- _TASK DIRECTIONS_
Begin at the line below that contains "find gravel ground". Repeat it and all remaining lines of the records exactly.

Position annotation records:
begin
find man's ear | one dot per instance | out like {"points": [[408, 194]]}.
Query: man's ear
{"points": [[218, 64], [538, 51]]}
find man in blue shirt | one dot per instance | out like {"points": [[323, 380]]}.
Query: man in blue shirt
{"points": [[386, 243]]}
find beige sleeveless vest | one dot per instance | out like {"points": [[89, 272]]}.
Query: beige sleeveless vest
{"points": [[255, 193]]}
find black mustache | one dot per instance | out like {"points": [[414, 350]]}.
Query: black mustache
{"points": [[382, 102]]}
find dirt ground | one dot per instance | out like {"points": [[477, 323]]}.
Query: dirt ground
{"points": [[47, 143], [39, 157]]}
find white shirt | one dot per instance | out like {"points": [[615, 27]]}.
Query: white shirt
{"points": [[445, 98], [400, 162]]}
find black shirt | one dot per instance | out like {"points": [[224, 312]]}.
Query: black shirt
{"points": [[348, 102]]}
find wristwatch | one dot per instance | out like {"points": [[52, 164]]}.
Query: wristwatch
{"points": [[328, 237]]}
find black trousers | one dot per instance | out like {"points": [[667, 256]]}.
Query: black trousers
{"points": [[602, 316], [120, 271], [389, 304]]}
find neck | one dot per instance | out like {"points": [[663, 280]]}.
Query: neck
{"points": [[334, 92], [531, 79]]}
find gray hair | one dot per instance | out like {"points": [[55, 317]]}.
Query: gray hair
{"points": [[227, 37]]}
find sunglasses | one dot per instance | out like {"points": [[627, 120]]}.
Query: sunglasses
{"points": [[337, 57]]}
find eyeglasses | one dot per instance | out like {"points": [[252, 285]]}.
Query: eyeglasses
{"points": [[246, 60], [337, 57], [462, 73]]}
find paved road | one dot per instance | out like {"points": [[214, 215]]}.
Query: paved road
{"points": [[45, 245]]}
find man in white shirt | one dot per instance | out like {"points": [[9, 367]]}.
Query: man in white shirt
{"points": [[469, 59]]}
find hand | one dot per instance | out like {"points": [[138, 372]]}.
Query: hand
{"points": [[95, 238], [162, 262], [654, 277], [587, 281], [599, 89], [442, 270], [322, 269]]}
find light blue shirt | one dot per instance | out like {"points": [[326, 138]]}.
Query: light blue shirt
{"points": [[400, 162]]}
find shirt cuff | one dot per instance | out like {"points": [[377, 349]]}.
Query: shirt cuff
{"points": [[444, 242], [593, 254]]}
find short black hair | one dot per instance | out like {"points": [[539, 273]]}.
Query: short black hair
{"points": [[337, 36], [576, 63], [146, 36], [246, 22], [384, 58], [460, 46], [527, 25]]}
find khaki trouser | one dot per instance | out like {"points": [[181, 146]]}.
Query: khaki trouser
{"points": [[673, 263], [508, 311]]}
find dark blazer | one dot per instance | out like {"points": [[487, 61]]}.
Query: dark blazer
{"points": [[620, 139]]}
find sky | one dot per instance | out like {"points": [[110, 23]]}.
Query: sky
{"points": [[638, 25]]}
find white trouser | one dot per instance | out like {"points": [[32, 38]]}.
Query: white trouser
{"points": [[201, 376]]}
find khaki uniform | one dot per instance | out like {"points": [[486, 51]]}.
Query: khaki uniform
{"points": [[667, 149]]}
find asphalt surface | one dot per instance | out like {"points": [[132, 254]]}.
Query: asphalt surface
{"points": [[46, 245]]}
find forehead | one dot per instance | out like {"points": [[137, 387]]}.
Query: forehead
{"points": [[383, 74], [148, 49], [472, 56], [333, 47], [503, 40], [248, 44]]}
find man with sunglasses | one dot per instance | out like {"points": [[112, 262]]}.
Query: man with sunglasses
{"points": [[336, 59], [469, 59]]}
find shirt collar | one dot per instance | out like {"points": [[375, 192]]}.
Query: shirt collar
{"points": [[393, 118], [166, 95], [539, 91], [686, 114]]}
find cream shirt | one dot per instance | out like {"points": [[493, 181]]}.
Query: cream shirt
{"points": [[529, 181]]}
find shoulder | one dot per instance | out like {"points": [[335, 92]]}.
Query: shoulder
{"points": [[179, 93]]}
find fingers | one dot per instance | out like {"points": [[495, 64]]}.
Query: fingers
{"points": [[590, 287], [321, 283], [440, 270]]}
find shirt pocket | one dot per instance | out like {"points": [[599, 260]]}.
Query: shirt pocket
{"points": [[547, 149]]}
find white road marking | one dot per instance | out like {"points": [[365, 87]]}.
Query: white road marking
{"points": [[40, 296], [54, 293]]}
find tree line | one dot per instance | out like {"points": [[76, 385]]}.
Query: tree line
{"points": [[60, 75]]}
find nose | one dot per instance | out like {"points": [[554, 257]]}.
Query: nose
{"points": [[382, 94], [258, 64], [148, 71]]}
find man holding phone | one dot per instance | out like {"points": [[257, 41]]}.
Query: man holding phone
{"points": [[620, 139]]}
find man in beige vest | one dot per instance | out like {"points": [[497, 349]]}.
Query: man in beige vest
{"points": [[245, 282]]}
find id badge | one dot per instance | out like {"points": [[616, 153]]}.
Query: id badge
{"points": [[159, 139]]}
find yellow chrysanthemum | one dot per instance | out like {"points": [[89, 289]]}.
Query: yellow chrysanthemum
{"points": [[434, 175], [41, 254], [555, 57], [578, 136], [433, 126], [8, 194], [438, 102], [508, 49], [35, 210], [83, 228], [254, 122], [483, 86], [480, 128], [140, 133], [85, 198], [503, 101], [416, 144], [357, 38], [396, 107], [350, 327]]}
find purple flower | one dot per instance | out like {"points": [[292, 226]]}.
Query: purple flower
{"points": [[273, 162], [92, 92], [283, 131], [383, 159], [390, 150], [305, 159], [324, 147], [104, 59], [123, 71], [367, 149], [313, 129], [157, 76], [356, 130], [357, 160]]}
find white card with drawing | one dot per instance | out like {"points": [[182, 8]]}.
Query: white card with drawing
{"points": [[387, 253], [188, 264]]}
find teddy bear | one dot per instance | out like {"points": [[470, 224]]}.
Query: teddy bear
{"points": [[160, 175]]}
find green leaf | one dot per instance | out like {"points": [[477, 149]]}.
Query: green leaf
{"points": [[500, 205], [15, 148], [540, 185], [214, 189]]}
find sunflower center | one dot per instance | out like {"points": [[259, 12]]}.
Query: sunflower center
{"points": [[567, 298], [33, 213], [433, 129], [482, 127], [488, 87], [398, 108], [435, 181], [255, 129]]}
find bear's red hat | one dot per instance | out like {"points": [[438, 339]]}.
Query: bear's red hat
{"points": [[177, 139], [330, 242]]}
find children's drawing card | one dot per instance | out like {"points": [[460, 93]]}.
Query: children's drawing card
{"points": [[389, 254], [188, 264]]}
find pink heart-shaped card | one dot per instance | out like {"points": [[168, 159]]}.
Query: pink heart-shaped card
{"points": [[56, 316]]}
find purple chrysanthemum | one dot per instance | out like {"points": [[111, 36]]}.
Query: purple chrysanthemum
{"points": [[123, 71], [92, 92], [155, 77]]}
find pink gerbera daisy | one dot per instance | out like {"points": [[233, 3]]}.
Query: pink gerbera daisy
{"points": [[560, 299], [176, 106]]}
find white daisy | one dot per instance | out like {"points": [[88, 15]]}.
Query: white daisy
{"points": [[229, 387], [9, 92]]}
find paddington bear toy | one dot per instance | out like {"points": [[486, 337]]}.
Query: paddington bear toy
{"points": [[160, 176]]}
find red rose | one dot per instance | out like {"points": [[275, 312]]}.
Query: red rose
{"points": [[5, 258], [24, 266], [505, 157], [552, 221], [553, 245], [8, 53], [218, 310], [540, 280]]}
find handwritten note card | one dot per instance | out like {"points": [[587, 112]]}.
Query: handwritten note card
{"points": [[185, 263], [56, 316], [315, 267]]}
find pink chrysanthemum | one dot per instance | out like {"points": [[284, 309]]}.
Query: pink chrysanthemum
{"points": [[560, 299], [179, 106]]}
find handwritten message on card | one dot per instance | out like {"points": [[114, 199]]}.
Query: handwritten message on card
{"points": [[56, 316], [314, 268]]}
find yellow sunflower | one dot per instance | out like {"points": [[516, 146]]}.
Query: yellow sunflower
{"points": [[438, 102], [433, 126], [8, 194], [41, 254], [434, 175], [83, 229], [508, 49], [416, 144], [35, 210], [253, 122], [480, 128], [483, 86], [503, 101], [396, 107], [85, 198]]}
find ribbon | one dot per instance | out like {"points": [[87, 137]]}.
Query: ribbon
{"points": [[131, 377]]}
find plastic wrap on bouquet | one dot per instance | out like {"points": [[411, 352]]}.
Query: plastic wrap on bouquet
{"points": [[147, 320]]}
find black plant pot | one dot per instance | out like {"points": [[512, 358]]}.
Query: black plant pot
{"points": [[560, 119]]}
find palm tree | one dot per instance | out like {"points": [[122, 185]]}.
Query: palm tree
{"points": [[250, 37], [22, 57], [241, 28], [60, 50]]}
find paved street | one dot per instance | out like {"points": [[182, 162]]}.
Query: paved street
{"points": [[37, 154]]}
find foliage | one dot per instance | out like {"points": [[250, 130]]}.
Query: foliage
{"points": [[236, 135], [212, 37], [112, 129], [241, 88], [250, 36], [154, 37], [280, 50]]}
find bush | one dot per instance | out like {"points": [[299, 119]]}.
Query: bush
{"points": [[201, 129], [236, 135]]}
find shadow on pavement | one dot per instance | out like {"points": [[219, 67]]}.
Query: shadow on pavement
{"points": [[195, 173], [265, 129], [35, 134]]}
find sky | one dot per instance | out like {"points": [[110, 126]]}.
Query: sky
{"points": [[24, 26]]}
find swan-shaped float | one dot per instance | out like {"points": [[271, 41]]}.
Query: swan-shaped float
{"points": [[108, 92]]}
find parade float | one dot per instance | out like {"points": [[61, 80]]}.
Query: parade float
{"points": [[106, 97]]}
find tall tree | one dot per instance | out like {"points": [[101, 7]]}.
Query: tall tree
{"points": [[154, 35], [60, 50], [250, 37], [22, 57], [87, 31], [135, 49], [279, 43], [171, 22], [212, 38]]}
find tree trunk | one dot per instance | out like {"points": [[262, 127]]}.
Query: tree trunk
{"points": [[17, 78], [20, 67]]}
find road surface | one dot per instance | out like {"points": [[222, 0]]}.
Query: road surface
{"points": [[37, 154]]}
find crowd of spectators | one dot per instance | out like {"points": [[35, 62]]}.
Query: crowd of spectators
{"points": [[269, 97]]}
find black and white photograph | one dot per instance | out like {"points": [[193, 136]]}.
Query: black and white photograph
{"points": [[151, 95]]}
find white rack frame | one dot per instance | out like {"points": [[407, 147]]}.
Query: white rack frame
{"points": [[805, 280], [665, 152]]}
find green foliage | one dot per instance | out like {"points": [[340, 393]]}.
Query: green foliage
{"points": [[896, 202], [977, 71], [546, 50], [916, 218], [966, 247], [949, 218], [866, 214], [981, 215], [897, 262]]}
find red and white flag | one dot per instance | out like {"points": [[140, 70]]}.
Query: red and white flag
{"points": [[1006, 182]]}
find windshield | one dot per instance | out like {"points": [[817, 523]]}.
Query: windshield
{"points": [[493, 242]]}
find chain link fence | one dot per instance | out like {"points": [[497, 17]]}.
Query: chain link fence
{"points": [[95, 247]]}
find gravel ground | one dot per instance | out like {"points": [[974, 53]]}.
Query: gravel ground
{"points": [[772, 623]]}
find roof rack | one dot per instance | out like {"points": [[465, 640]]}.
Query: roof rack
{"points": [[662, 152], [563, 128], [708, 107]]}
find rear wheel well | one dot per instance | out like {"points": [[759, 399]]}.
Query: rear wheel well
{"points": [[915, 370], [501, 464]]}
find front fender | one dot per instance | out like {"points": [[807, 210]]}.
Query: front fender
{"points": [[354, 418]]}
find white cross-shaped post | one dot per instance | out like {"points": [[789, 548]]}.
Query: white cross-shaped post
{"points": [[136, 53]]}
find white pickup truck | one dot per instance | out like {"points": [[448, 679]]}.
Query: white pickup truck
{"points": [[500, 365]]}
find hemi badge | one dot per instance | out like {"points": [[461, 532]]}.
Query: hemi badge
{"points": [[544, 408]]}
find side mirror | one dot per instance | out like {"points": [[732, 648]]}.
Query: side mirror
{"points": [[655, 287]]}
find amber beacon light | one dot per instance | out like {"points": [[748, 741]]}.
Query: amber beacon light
end
- _COMPLETED EXERCISE_
find gravel ground | one dot per instance | out like {"points": [[974, 53]]}.
Query: gravel ground
{"points": [[772, 623]]}
find roof rack | one dot per instance | out like {"points": [[465, 640]]}.
Query: roof rack
{"points": [[662, 152], [563, 128], [708, 107]]}
find rear wheel well | one dot per instance | out like {"points": [[759, 399]]}.
Query: rear wheel well
{"points": [[915, 370], [501, 464]]}
find front fender | one dot per instance | out like {"points": [[807, 210]]}.
Query: front fender
{"points": [[354, 418]]}
find white cross-shaped post | one dot per instance | out like {"points": [[789, 548]]}.
Query: white cross-shaped post
{"points": [[136, 53]]}
find white pickup truck | one dot per instance | out like {"points": [[448, 679]]}.
Query: white pickup truck
{"points": [[500, 365]]}
find hemi badge | one dot per instance | out like {"points": [[461, 532]]}.
Query: hemi badge
{"points": [[544, 408]]}
find side mirror | one dot per instance | out like {"points": [[732, 648]]}.
Query: side mirror
{"points": [[655, 287]]}
find amber beacon light | one dot per instance | out like {"points": [[748, 741]]}.
Query: amber beacon light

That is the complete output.